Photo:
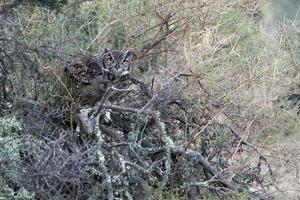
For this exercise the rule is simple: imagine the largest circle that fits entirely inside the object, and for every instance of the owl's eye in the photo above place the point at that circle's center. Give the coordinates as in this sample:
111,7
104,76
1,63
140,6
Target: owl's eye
125,61
110,60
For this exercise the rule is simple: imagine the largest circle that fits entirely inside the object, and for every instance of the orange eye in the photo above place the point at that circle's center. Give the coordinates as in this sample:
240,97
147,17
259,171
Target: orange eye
125,61
110,60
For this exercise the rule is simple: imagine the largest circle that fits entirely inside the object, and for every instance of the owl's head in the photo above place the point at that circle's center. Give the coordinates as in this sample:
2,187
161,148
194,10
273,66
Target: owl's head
116,62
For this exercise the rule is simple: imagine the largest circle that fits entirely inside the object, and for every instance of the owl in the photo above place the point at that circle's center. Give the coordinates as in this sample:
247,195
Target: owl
115,62
111,64
95,73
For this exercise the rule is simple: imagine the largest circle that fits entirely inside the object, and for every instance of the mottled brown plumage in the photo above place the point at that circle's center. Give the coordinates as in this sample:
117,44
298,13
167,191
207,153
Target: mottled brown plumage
95,73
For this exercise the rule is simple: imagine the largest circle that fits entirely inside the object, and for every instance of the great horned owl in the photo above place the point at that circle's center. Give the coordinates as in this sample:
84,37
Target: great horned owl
115,63
94,74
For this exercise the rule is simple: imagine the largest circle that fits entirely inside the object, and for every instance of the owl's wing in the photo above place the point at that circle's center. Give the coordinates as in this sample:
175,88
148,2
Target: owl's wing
85,70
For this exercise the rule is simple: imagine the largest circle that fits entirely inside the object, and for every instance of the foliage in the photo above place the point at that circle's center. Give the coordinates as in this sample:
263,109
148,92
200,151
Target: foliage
240,90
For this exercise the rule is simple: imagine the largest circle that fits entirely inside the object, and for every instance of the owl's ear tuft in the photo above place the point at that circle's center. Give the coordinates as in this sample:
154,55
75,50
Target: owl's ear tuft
129,54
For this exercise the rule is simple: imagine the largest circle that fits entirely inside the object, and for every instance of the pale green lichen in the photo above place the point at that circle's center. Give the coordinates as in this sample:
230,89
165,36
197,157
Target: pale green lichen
9,125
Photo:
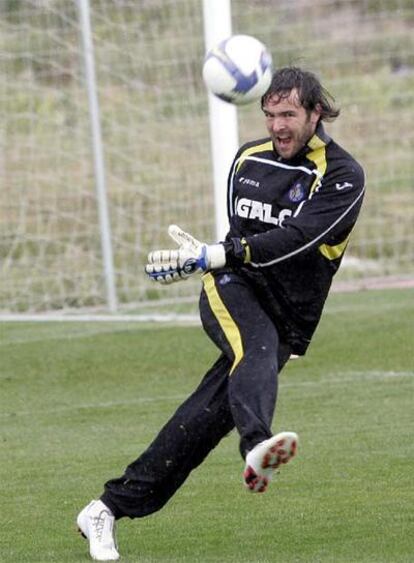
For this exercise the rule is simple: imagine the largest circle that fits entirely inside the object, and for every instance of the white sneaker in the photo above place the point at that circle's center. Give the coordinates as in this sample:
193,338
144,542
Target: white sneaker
97,524
267,456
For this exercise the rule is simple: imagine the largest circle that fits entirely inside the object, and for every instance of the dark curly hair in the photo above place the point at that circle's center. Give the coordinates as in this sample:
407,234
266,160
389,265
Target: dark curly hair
312,94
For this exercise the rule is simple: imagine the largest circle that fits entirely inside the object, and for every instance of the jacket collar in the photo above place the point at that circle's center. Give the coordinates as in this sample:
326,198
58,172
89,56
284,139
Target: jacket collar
318,140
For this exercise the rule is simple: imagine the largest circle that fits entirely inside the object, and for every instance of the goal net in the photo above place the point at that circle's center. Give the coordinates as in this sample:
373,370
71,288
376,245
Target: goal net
153,118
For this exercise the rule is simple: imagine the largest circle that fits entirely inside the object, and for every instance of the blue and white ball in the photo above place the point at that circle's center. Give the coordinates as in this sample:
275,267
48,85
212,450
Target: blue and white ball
238,70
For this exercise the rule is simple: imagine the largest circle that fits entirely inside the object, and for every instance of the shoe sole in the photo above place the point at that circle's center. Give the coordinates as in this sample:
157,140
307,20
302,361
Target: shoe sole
274,455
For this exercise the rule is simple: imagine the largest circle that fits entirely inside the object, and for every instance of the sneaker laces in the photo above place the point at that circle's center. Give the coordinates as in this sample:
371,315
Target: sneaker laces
98,523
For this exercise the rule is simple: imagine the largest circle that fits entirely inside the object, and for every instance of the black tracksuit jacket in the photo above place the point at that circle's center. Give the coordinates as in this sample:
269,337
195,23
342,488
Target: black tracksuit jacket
296,217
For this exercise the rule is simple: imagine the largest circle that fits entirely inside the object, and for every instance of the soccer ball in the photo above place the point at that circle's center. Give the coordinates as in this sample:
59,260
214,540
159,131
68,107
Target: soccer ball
238,70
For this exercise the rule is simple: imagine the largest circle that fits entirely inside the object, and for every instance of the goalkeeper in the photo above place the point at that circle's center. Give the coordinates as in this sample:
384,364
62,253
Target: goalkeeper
293,200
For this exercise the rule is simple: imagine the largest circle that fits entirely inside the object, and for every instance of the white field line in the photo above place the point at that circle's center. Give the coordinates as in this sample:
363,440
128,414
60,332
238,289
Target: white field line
144,322
340,378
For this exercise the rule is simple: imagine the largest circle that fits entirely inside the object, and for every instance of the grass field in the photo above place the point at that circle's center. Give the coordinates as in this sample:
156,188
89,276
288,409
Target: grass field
79,401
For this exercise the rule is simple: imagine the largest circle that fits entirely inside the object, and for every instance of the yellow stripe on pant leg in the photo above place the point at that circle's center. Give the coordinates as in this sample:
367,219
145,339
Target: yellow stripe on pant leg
224,319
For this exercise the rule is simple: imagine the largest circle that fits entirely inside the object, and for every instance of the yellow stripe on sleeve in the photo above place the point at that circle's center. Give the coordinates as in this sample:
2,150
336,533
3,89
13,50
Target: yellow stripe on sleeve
224,319
333,252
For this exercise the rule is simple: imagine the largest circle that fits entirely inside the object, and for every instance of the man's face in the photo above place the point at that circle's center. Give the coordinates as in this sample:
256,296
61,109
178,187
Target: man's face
289,125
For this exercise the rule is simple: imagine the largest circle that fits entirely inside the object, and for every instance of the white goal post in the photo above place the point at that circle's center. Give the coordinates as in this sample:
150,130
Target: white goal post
108,135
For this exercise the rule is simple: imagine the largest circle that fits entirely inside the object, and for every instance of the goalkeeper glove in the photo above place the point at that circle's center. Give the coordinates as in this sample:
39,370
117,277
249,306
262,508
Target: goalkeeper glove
192,256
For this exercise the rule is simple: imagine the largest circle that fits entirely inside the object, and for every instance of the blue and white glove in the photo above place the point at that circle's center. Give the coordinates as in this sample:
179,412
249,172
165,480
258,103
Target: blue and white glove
192,256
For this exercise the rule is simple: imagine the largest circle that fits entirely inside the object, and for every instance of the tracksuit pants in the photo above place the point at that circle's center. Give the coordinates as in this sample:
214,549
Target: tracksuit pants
239,390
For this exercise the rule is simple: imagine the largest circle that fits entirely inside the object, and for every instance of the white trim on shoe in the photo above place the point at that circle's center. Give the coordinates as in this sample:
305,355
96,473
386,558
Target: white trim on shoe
266,457
96,523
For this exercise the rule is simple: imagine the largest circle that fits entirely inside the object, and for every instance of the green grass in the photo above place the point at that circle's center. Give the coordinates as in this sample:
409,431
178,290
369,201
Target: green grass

□ □ □ □ □

YOUR INSTRUCTIONS: An exact copy of the listing above is to be set down, with no pictures in it.

EXERCISE SOLUTION:
Photo:
For this exercise the rule is simple: imagine the largest circle that fits entirely inside the object, and for every instance of the owl's eye in the photo above place the point at that circle's center. Give the coordinates as in this sample:
111,7
104,76
1,63
140,6
Target: owl's eye
125,61
110,60
For this exercise the rule is simple: imagine the largest circle that fits entirely inside the object, and for every instance of the orange eye in the photo above place the point at that circle's center. Give the coordinates as in this sample:
240,97
147,17
259,171
Target: orange eye
125,61
110,60
For this exercise the rule is simple: imagine the largest circle that fits entirely inside the object, and for every instance of the owl's head in the photo above place the point at that circle's center. Give the coordinates as in this sample:
2,187
161,148
194,10
273,66
Target: owl's head
116,62
For this exercise the rule is simple: imagine the largest circle that fits entirely inside the object, and for every instance of the owl in the photo above place the point at that circle's center. Give the coordinates as in this sample:
247,195
Target: owl
115,62
111,64
95,73
For this exercise the rule is simple: imagine the largest circle that fits entirely inside the object, and for every instance of the mottled brown plumage in the photo above place the point at that circle's center. Give the coordinates as in this sample:
117,44
298,13
167,191
207,153
Target: mottled brown plumage
95,73
For this exercise the rule is simple: imagine the largest circle that fits entirely inside the object, and for every instance of the great horned owl in the photo above place the point at that circle's center. Give the coordinates as in this sample:
84,37
Target: great horned owl
115,63
94,74
For this exercise the rule is simple: imagine the largest circle that fits entirely inside the object, and for every instance of the owl's wing in the photo above place the point at that circle's center. Give the coordinates as in this sample:
175,88
148,2
Target: owl's wing
85,70
For this exercise the rule is simple: imagine the largest circle that fits entirely inside the object, and for every instance of the foliage in the photo above place the point at that circle's center. Give the coordinates as in this sample:
263,109
148,92
200,151
Target: foliage
240,90
For this exercise the rule is simple: imagine the largest circle that fits entirely inside the object, and for every instance of the owl's ear tuft in the photo above place the point at that circle's center. Give the coordinates as in this sample:
154,55
75,50
Target: owl's ear tuft
129,54
For this exercise the rule is simple: imagine the largest circle that fits entirely inside the object, and for every instance of the pale green lichen in the photo above place the point at that circle's center. Give the coordinates as in this sample:
230,89
165,36
197,157
Target: pale green lichen
9,125
Photo:
For this exercise the rule is simple: imagine the largest circle that fits entirely inside the object, and for every instance of the white sneaker in the photo above place the point at that circle's center. Give the coordinates as in this sample:
193,338
144,542
Target: white sneaker
97,524
267,456
For this exercise the rule is simple: imagine the largest circle that fits entirely inside the object, and for every instance of the dark curly hair in the photo above place the point at that circle's center. Give the coordinates as in this sample:
407,234
266,160
389,265
Target: dark curly hair
312,94
For this exercise the rule is simple: imagine the largest circle that fits entirely inside the object, and for every instance of the jacket collar in the photo above place the point at that circle's center. Give the coordinates as in this sample:
326,198
58,172
89,56
284,139
Target: jacket collar
318,140
For this exercise the rule is simple: imagine the largest circle that fits entirely inside the object, and for every instance of the goal net in the photo above place the point at that circle's center. Give the coordinates as in this sample:
373,370
71,288
376,245
Target: goal net
153,118
For this exercise the rule is simple: imagine the largest circle that fits entirely inside the object, and for every instance of the blue and white ball in the photo above place the point at that circle's center. Give the coordinates as in this sample:
275,267
48,85
212,450
Target: blue and white ball
238,70
For this exercise the rule is simple: imagine the largest circle that fits entirely inside the object, and for every instance of the shoe sole in the photo above place the point at that circle's center. Give the coordinates as in this sample:
157,140
307,20
302,361
Target: shoe sole
274,455
For this exercise the rule is simple: imagine the largest circle that fits entirely inside the object, and for every instance of the sneaker laces in the photo above place the point at that circle's center. Give the coordinates as in this sample:
371,315
Target: sneaker laces
98,523
For this exercise the rule is simple: imagine the largest circle that fits entirely inside the object, and for every instance of the black tracksuit jacket in the photo above place the point at that circle's center. Give the coordinates as in this sample:
269,337
195,23
342,488
Target: black tracksuit jacket
296,217
For this exercise the rule is simple: imagine the largest circle that fits entirely inside the object, and for every instance of the soccer ball in the photo above place the point at that circle's center. Give the coordinates as in this sample:
59,260
214,540
159,131
68,107
Target: soccer ball
238,70
For this exercise the rule is simple: imagine the largest circle that fits entirely inside the object, and for every instance of the goalkeeper in the photo above place the point at that circle's center. Give the coordinates as in this sample:
384,364
62,253
Target: goalkeeper
293,200
For this exercise the rule is simple: imagine the largest circle that fits entirely inside the object, and for every instance of the white field line in the photo above place the point at that circle's center. Give the coordinates as in this sample:
363,440
128,414
60,332
238,289
Target: white field line
144,322
340,378
For this exercise the rule is simple: imagine the largest circle that fits entirely inside the object, and for every instance of the grass field in the photo above place the point at that circle's center. Give the coordinates as in this sample:
156,188
89,276
288,409
Target: grass field
79,401
For this exercise the rule is simple: imagine the largest circle that fits entirely inside the object, and for every instance of the yellow stripe on pant leg in the photo above place the point at that circle's center. Give the coordinates as in this sample:
367,219
145,339
Target: yellow stripe on pant leg
224,319
For this exercise the rule is simple: imagine the largest circle that fits entirely inside the object, and for every instance of the yellow stripe on sleeve in the photo above place the point at that circle's center. Give the coordinates as in this sample:
2,150
336,533
3,89
13,50
Target: yellow stripe on sleeve
224,319
333,252
For this exercise the rule is simple: imagine the largest circle that fits entirely inside the object, and for every instance of the man's face in the photo above place the point at that circle's center. Give the coordinates as in this sample:
256,296
61,109
178,187
Target: man's face
289,125
For this exercise the rule is simple: imagine the largest circle that fits entirely inside the object, and for every instance of the white goal post in the photo above place the point at that circle's center. Give the coordinates as in this sample:
150,130
Target: white goal post
108,135
For this exercise the rule is simple: imagine the largest circle that fits entirely inside the object, and for every instance of the goalkeeper glove in the photo above place the point at that circle's center. Give the coordinates as in this sample:
39,370
117,277
249,306
262,508
Target: goalkeeper glove
192,256
For this exercise the rule is simple: imagine the largest circle that fits entirely inside the object, and for every instance of the blue and white glove in the photo above place the point at that circle's center. Give the coordinates as in this sample:
179,412
249,172
165,480
258,103
Target: blue and white glove
192,256
For this exercise the rule is simple: imagine the largest circle that fits entirely inside the object, and for every instance of the tracksuit pants in the photo above place the point at that circle's center. Give the coordinates as in this sample:
214,549
Target: tracksuit pants
239,390
For this exercise the rule is simple: imagine the largest circle that fits entirely inside the object, and for every instance of the white trim on shoe in the photo above place the point at that circle's center. Give the coordinates as in this sample:
305,355
96,473
386,558
Target: white trim on shoe
266,457
96,523
For this exercise the rule is simple: imagine the largest circle that fits entirely inside the object, and for every instance of the green grass in the photo above place the point at that circle's center. Give the coordinates as in this sample:
409,431
178,290
369,201
Target: green grass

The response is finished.